» Given request
Rewrite the rows below, renaming every "query" to "label" and keeping everything else unchanged.
─── Data to use ───
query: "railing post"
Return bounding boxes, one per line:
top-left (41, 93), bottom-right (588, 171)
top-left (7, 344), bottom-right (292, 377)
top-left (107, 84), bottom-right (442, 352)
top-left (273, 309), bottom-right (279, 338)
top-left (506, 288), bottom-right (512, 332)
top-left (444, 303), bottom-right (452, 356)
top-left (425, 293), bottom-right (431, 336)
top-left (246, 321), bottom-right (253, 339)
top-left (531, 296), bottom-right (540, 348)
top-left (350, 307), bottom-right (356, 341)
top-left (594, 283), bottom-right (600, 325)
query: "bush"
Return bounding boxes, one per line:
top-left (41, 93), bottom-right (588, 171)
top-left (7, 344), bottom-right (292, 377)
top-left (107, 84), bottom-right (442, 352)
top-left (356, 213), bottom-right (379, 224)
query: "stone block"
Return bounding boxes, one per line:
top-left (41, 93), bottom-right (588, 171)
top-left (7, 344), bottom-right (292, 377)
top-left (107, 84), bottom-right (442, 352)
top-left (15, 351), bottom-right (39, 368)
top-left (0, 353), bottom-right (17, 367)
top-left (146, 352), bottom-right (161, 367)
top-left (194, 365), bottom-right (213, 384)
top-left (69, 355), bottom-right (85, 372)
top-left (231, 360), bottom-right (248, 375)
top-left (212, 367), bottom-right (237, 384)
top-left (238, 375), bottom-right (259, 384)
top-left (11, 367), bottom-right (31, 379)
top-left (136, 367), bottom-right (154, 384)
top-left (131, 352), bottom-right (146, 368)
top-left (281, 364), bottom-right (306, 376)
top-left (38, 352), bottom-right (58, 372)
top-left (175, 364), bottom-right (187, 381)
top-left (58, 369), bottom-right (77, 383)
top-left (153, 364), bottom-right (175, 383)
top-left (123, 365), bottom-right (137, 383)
───
» Exercise answer
label: "railing post"
Return bounding boxes, one per line:
top-left (41, 93), bottom-right (588, 171)
top-left (7, 344), bottom-right (292, 377)
top-left (107, 84), bottom-right (442, 352)
top-left (273, 309), bottom-right (279, 338)
top-left (506, 288), bottom-right (512, 332)
top-left (444, 303), bottom-right (452, 356)
top-left (425, 293), bottom-right (431, 336)
top-left (246, 321), bottom-right (253, 339)
top-left (531, 296), bottom-right (540, 348)
top-left (350, 307), bottom-right (356, 341)
top-left (594, 283), bottom-right (600, 325)
label: "bush"
Return bounding boxes, one per line:
top-left (41, 93), bottom-right (588, 171)
top-left (7, 344), bottom-right (292, 377)
top-left (107, 84), bottom-right (442, 352)
top-left (356, 213), bottom-right (379, 224)
label: "stone block"
Return bounding boxes, one per line:
top-left (41, 93), bottom-right (588, 171)
top-left (7, 344), bottom-right (292, 377)
top-left (107, 84), bottom-right (442, 352)
top-left (15, 351), bottom-right (39, 368)
top-left (0, 353), bottom-right (17, 367)
top-left (146, 352), bottom-right (161, 367)
top-left (194, 365), bottom-right (213, 384)
top-left (69, 355), bottom-right (85, 372)
top-left (231, 360), bottom-right (248, 375)
top-left (212, 367), bottom-right (237, 384)
top-left (238, 375), bottom-right (259, 384)
top-left (11, 367), bottom-right (31, 379)
top-left (136, 367), bottom-right (154, 384)
top-left (131, 352), bottom-right (146, 368)
top-left (281, 364), bottom-right (306, 376)
top-left (38, 352), bottom-right (58, 372)
top-left (175, 364), bottom-right (187, 381)
top-left (58, 369), bottom-right (77, 383)
top-left (153, 364), bottom-right (175, 383)
top-left (123, 365), bottom-right (137, 383)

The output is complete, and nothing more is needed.